Summary

Touvron et al. (2023) introduce LLaMA, a family of foundation language models ranging from 7B to 65B parameters trained exclusively on publicly available data. The core argument inverts the Kaplan scaling law prescription: rather than training the largest model until compute budget is exhausted, LLaMA trains smaller models on far more tokens than Chinchilla-optimal — trading training compute for inference efficiency. A model that is cheaper to serve at inference time may be more practical even if it costs more to train. LLaMA-13B outperforms GPT-3 (175B) on most benchmarks, and LLaMA-65B is competitive with Chinchilla-70B and PaLM-540B.

LLaMA’s significance was amplified by its public release to the research community. Within weeks, the weights were leaked and formed the basis for an explosion of fine-tuned variants (Alpaca, Vicuna, WizardLM) and subsequent open-weight series (LLaMA 2, Mistral, Mixtral). The paper demonstrated that state-of-the-art capabilities were achievable without proprietary data, making large-scale LLM research broadly accessible. The architectural choices — RMSNorm, SwiGLU activations, RoPE positional embeddings — became the default template for most subsequent open-weight models.

******************************

§ **WORK INSTRUCTIONS**: In the LLaMA summary, condense the paragraph beginning "Touvron et al. (2023) introduce LLaMA" into a short bulleted list that keeps its main facts.

§ **DATA FOR ANALYSIS**:
******************************

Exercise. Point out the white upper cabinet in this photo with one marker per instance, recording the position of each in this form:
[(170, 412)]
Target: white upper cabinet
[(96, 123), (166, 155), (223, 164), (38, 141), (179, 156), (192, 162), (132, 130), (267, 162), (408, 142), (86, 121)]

******************************

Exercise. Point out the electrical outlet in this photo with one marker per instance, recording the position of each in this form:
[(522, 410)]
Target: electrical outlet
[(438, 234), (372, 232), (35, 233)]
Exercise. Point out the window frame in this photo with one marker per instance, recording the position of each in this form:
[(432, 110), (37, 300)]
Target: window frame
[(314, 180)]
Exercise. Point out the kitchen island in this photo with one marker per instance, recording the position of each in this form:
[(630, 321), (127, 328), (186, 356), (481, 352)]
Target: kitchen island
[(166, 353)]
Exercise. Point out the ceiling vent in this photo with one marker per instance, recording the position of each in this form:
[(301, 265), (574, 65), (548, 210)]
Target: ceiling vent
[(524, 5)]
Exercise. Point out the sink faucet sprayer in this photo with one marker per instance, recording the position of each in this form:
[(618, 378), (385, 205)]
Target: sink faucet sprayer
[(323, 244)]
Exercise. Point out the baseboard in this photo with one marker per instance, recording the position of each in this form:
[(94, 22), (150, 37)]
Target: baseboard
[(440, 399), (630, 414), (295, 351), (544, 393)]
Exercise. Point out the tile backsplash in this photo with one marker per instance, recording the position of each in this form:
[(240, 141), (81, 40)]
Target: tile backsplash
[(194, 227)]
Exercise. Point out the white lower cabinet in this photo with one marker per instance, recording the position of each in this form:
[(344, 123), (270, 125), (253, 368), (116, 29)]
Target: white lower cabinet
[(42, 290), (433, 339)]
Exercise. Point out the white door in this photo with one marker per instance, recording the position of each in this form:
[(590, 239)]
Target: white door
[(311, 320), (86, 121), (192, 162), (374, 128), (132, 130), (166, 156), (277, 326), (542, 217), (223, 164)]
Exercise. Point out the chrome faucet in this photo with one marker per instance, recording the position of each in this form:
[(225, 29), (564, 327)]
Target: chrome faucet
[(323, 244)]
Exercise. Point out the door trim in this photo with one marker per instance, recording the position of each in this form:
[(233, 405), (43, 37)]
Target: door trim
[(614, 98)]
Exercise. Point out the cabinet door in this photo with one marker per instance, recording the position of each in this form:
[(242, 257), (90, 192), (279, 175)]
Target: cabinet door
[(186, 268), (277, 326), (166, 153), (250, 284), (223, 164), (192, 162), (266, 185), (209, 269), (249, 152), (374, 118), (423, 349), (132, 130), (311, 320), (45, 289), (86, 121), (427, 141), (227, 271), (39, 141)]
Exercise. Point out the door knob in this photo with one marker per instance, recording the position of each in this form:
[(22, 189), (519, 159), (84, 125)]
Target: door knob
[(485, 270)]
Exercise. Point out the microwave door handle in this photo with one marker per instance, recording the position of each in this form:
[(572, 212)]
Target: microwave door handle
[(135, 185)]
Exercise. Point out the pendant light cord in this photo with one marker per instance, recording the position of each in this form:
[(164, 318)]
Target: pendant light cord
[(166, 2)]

******************************

§ **EXPECTED OUTPUT**:
- LLaMA (Touvron et al., 2023) is a family of foundation language models with 7B to 65B parameters, trained only on publicly available data.
- It reverses the Kaplan scaling law advice: instead of training the largest model until the compute budget runs out, it trains smaller models on far more tokens than Chinchilla-optimal.
- This trades training compute for inference efficiency, since a model that is cheaper to serve may be more practical even if it costs more to train.
- LLaMA-13B beats GPT-3 (175B) on most benchmarks, and LLaMA-65B is competitive with Chinchilla-70B and PaLM-540B.